§ **REQUIREMENTS**:
Extract each row below that contains the word "pole" and copy it in full. Only matches with the same letter case count.

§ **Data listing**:
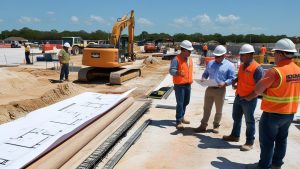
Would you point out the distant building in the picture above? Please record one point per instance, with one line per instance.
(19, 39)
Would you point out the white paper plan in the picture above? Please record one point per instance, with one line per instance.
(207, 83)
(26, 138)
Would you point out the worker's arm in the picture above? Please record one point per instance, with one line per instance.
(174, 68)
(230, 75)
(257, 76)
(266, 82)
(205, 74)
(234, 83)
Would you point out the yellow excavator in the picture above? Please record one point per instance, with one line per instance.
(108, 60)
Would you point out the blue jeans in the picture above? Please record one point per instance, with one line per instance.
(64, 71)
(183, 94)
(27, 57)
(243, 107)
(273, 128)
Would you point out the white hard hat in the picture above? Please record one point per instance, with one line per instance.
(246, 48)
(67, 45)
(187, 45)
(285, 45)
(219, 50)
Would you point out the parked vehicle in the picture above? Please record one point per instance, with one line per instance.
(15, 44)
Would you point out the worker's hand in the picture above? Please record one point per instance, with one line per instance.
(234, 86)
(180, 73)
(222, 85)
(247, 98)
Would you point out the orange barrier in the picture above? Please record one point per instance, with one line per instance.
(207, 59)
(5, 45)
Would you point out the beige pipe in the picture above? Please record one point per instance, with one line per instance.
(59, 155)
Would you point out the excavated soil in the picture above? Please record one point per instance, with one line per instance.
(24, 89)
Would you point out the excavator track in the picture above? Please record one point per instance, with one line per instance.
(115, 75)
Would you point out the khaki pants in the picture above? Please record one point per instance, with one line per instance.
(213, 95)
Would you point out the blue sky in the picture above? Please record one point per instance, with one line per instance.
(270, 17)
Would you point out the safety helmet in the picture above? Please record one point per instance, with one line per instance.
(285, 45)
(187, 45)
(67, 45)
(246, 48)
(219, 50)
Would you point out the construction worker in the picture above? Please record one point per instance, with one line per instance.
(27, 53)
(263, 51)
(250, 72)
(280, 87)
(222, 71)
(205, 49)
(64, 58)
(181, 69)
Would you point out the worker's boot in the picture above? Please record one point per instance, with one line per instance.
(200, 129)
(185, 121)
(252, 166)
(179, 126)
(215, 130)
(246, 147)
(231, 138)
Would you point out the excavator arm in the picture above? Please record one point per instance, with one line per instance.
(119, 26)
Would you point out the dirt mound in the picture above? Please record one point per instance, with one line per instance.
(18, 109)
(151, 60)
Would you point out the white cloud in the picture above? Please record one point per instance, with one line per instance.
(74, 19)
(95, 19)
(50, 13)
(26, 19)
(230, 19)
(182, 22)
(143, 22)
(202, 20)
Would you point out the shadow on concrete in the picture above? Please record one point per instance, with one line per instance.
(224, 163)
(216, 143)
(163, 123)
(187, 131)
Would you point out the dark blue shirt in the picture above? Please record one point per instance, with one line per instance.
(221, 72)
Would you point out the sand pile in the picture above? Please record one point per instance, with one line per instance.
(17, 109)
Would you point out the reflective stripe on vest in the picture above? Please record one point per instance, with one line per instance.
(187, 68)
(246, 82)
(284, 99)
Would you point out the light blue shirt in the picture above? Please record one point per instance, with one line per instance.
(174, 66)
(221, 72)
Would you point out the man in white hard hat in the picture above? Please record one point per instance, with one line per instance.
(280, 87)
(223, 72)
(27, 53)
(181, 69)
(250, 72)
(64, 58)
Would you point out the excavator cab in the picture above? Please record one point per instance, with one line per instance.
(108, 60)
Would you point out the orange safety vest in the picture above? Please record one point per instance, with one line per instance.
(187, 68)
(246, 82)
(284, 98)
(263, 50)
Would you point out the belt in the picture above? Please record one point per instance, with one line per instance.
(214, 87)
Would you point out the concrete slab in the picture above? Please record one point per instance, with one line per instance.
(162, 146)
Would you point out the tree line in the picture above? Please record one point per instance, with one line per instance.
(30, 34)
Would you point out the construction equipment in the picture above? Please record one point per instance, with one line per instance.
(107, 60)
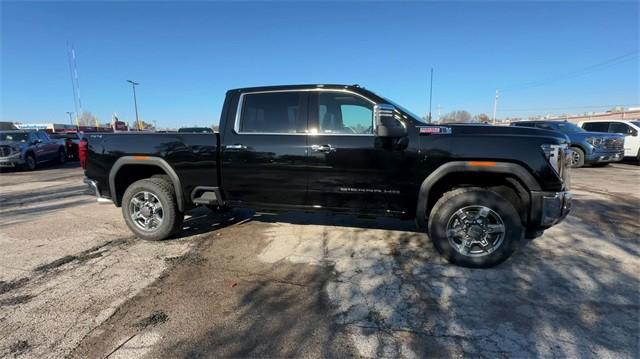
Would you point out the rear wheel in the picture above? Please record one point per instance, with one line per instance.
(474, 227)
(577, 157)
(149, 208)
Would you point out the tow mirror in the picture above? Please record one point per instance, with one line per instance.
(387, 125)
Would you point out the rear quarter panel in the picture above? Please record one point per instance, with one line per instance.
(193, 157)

* * *

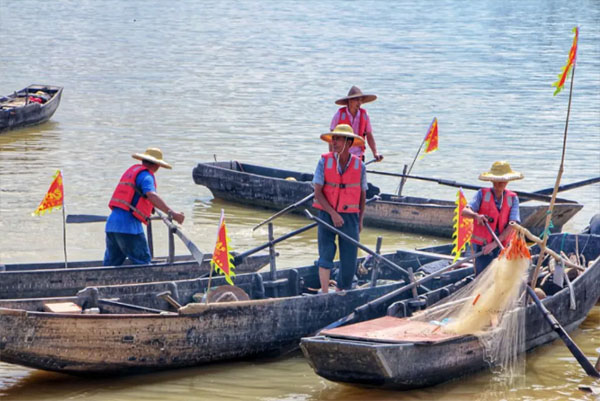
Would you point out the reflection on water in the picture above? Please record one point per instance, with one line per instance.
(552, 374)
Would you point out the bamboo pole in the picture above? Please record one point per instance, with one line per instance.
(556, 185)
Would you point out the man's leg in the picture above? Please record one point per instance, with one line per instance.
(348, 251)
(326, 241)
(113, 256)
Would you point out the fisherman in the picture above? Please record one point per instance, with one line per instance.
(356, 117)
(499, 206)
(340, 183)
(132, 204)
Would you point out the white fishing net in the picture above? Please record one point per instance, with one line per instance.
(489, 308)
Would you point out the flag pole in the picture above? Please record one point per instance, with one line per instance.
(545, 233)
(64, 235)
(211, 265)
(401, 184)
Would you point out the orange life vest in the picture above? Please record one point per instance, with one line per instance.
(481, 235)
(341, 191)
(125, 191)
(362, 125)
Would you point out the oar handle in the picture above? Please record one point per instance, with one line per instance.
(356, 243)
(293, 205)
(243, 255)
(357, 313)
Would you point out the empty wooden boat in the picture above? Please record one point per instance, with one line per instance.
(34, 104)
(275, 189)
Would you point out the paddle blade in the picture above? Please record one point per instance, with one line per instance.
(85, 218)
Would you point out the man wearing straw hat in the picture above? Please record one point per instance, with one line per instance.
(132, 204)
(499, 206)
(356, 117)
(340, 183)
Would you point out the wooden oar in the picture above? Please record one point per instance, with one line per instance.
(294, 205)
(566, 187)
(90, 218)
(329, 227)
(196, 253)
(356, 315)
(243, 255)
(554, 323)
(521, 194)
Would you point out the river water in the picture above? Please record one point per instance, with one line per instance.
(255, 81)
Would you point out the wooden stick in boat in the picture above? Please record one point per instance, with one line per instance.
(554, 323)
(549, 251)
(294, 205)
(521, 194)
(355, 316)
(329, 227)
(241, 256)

§ **RESULT OF THE TASK**:
Would you point out the bamboo pole in the picture above? Please record one point per instance, with one line per instance.
Would you point out the flag pole in the picture above? Please record one point per instance, with one line per instance.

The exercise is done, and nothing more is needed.